[What you should do] Pick out all lines of the entries that include the word "sign" and copy them.

-------- Provided records

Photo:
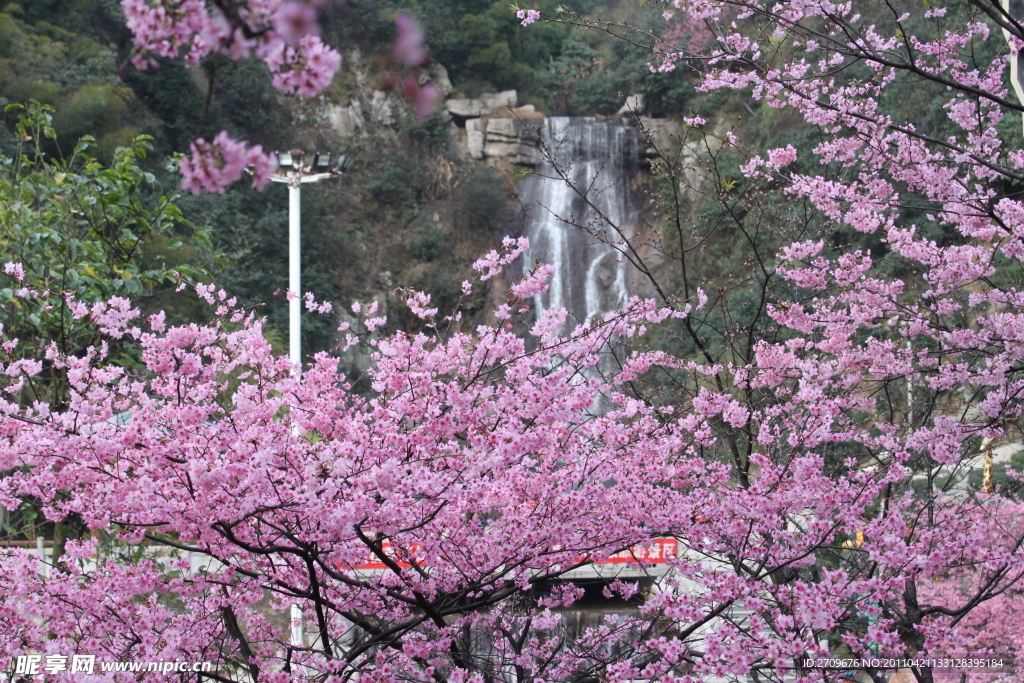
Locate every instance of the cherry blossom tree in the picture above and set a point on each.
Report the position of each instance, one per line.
(285, 35)
(802, 458)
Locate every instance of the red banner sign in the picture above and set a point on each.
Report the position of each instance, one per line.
(655, 552)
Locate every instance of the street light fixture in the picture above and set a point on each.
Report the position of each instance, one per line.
(292, 170)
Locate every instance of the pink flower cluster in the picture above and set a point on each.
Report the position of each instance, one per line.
(283, 33)
(527, 15)
(215, 165)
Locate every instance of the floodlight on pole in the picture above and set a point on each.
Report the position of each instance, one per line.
(293, 170)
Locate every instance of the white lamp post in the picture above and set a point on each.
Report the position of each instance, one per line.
(292, 170)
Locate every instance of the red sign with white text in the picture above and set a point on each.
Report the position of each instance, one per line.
(656, 552)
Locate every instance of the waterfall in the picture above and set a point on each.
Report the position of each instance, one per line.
(598, 156)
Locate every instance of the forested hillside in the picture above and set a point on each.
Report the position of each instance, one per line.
(414, 211)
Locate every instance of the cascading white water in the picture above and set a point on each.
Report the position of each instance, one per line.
(597, 156)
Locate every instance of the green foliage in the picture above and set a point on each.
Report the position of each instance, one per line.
(76, 74)
(1007, 478)
(398, 180)
(84, 229)
(480, 203)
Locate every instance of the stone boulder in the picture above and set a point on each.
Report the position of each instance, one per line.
(471, 109)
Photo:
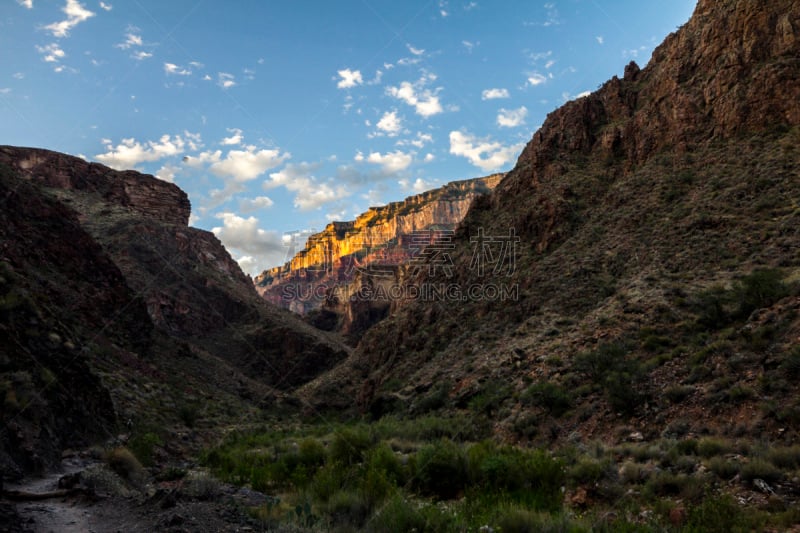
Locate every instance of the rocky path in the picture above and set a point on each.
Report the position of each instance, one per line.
(57, 514)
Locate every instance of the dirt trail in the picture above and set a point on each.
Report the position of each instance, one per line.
(64, 514)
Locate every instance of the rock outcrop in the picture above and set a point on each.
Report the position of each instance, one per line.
(111, 308)
(151, 197)
(659, 184)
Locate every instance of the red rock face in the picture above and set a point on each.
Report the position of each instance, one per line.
(142, 193)
(341, 260)
(591, 195)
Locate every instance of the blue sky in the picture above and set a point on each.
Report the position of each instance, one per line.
(278, 117)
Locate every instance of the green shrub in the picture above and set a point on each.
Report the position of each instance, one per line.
(311, 453)
(709, 447)
(143, 445)
(687, 447)
(383, 459)
(441, 470)
(760, 469)
(598, 363)
(791, 365)
(518, 520)
(678, 393)
(723, 468)
(761, 288)
(399, 515)
(350, 445)
(122, 461)
(202, 487)
(188, 413)
(330, 479)
(589, 471)
(348, 508)
(786, 458)
(720, 514)
(490, 398)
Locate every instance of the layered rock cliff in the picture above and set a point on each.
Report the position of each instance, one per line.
(628, 204)
(373, 249)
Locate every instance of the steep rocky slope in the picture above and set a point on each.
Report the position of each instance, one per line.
(637, 209)
(367, 254)
(114, 310)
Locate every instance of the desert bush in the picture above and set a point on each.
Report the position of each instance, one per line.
(589, 471)
(203, 487)
(330, 479)
(791, 365)
(720, 514)
(711, 307)
(311, 453)
(761, 288)
(490, 398)
(122, 461)
(723, 468)
(519, 520)
(144, 444)
(440, 470)
(350, 445)
(596, 364)
(347, 508)
(678, 393)
(709, 447)
(760, 469)
(383, 459)
(785, 457)
(399, 515)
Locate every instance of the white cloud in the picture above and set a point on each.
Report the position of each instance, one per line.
(236, 138)
(493, 94)
(536, 79)
(390, 123)
(261, 248)
(76, 14)
(202, 158)
(248, 164)
(225, 80)
(309, 192)
(390, 162)
(131, 39)
(483, 153)
(172, 68)
(350, 78)
(425, 102)
(52, 53)
(419, 141)
(511, 118)
(130, 152)
(253, 204)
(167, 173)
(418, 186)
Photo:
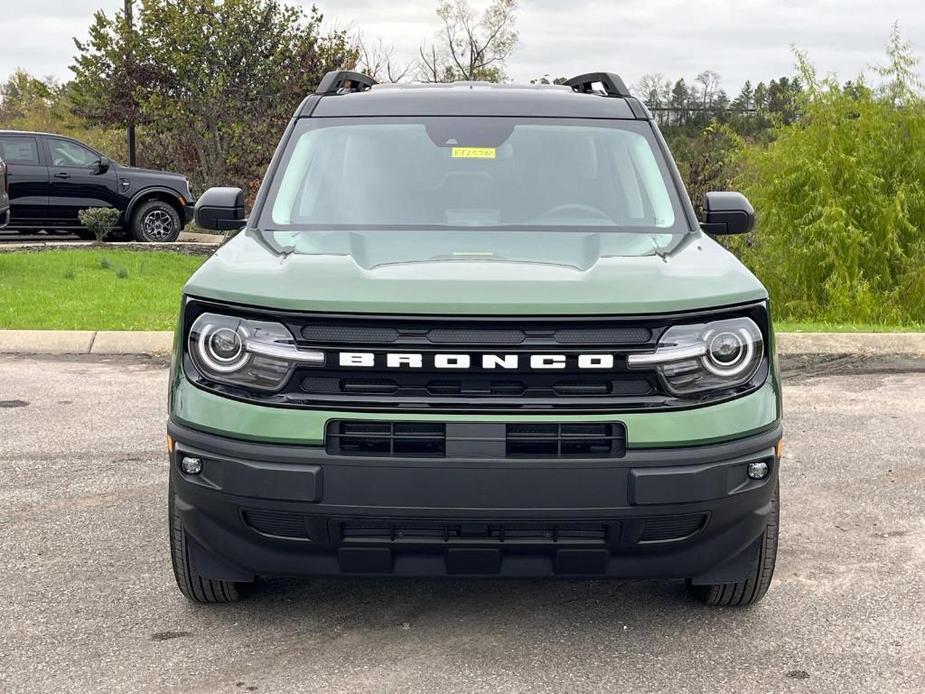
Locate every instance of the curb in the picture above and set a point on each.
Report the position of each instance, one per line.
(161, 342)
(86, 342)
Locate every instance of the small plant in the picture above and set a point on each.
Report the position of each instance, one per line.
(99, 220)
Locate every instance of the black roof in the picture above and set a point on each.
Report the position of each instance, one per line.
(471, 99)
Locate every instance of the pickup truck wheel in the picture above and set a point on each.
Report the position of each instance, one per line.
(155, 220)
(752, 589)
(191, 584)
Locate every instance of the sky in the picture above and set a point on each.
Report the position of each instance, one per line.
(739, 39)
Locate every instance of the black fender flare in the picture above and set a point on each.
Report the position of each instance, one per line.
(144, 192)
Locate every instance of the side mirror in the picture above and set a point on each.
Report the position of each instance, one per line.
(221, 209)
(727, 213)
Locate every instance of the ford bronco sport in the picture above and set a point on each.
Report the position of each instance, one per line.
(474, 330)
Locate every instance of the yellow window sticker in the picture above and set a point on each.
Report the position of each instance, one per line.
(473, 152)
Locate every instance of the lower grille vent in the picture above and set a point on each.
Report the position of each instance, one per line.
(428, 532)
(278, 524)
(475, 440)
(565, 440)
(669, 528)
(387, 439)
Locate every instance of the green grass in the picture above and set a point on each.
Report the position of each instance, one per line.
(92, 289)
(822, 327)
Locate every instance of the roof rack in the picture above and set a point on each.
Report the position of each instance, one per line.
(613, 84)
(344, 82)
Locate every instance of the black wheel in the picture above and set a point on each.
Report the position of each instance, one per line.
(752, 589)
(191, 584)
(155, 220)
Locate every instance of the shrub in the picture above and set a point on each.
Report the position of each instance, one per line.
(840, 197)
(99, 220)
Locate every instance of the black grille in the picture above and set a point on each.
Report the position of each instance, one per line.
(278, 524)
(474, 532)
(493, 359)
(666, 528)
(476, 387)
(475, 440)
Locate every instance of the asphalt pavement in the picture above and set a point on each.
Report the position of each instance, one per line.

----------------

[Solution to the problem]
Locate every instance of the red banner sign in the picture above and set a point on each.
Locate every instance of the red sign with white text in the picture above and set a point on each.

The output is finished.